- _PASSAGE PROVIDED_:
True to their name, glasswing butterflies sport remarkably transparent wings that help them hide in plain sight. New work shows how narrow, bristlelike scales and a waxy, glare-cutting coating combine to make parts of the wings nearly invisible.
Most moths and butterflies get their vibrant colors from flat scales that tile the wing surface like shingles; relatively few species have clear wings. Nipam Patel, an evolutionary and developmental biologist at the Marine Biology Laboratory, first investigated the wings of several such species with his students in an embryology class. “It was amazing,” he says, “because they found every way you could imagine to have a transparent wing—from having see-through scales to no scales at all.”
Previous studies that explored the structural diversity and optical properties of wing transparency involved adult specimens held in museums, so the developmental processes underlying transparency were largely unknown. For a new study in the Journal of Experimental Biology, Patel and his colleagues raised glasswing butterflies and tracked their wing development, creating the first detailed time-series record of the process. Their work shows that glasswing butterflies grow sparse, narrow bristles for the clear patches as well as broader scales (top right), using fewer scale precursor cells than other butterflies do.

- _TO DO_:
**A)** In the glasswing butterfly passage, which journal published the new study by Patel and his colleagues?
**B)** Write the next paragraph of the glasswing butterfly passage, continuing from its final sentence.

- _DATASET EXTRACT_:

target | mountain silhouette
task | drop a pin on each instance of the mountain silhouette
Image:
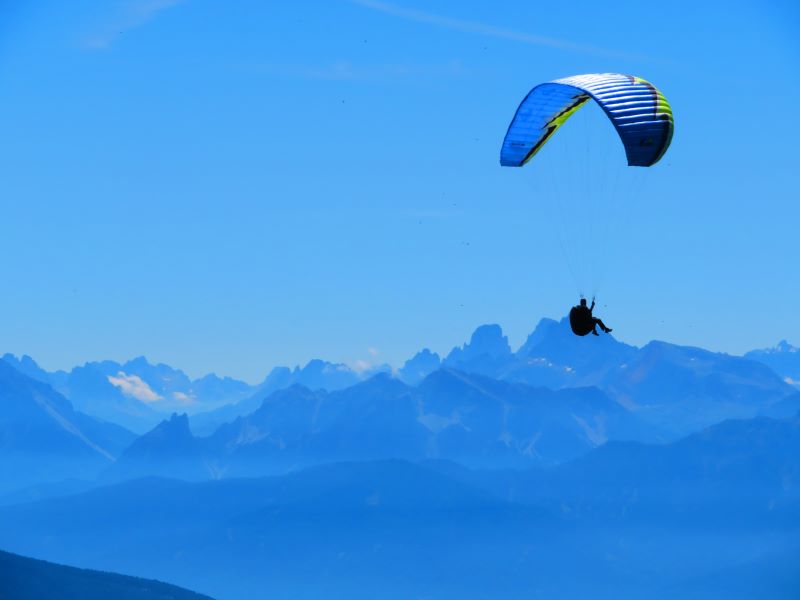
(783, 358)
(42, 438)
(24, 578)
(633, 519)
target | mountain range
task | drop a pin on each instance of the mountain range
(714, 515)
(29, 579)
(137, 394)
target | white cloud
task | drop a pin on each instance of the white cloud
(135, 14)
(484, 29)
(184, 398)
(133, 387)
(360, 366)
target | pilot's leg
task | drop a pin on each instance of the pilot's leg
(602, 325)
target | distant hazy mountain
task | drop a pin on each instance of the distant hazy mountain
(784, 359)
(470, 419)
(29, 579)
(42, 438)
(419, 366)
(135, 394)
(678, 389)
(315, 375)
(741, 470)
(683, 389)
(713, 516)
(486, 353)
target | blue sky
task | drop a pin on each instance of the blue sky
(231, 186)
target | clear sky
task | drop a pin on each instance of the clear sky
(228, 186)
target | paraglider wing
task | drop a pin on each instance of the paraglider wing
(639, 112)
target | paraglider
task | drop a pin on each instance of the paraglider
(638, 111)
(583, 322)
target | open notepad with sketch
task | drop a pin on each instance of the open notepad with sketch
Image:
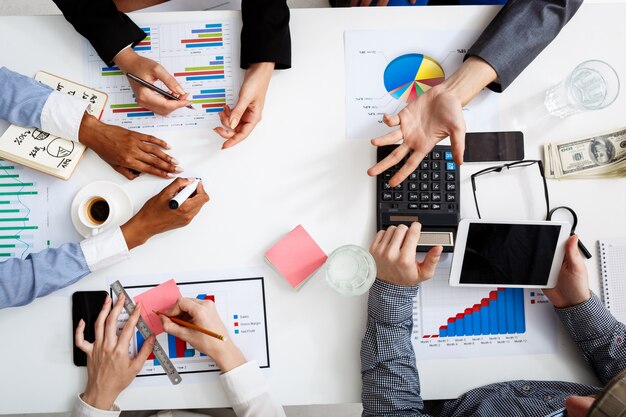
(613, 269)
(42, 151)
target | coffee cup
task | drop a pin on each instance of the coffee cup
(95, 212)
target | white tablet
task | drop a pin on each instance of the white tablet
(516, 254)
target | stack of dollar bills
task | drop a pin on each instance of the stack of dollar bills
(602, 156)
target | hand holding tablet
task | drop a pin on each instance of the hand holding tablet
(516, 254)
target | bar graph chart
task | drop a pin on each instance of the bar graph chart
(22, 229)
(213, 71)
(200, 57)
(240, 303)
(146, 44)
(502, 312)
(209, 36)
(451, 322)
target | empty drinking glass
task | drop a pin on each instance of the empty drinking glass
(592, 85)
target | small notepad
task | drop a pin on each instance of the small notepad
(160, 298)
(296, 257)
(613, 269)
(42, 151)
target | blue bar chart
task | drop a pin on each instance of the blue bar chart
(459, 322)
(502, 312)
(240, 303)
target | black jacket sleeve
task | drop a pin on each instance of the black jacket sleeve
(107, 29)
(517, 34)
(265, 35)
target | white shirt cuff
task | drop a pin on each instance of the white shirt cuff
(105, 249)
(61, 115)
(82, 409)
(244, 383)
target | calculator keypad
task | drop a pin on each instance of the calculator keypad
(433, 187)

- _ANSWERS TO THE TASKS_:
**A)** The Journal of Experimental Biology.

**B)**
Colorless wings can be shiny, so butterflies have evolved ways of reducing reflected light. Using powerful electron microscopes, the researchers took a closer look at nanopillars—minuscule structures that are known to prevent glare—scattered on the glassy wings' surface. The team saw that a regularly spaced layer of nanopillars made from chitin, a fibrous substance found in insect exoskeletons, supports an irregular layer of nanopillars made from a waxy chemical that significantly lowers the amount of reflected light. The researchers say these findings could inspire new antireflective materials.
The study also sets the groundwork for future efforts to pinpoint the genetic mechanisms by which butterfly and moth color (or the lack thereof) evolves, says Cornell University ecologist Robert Reed, who was not involved with the study. “Scales are the evolutionary innovation that marks moths and butterflies,” Reed notes, “so it's kind of remarkable that there has been a reversion of sorts [from color to colorless] in some species.”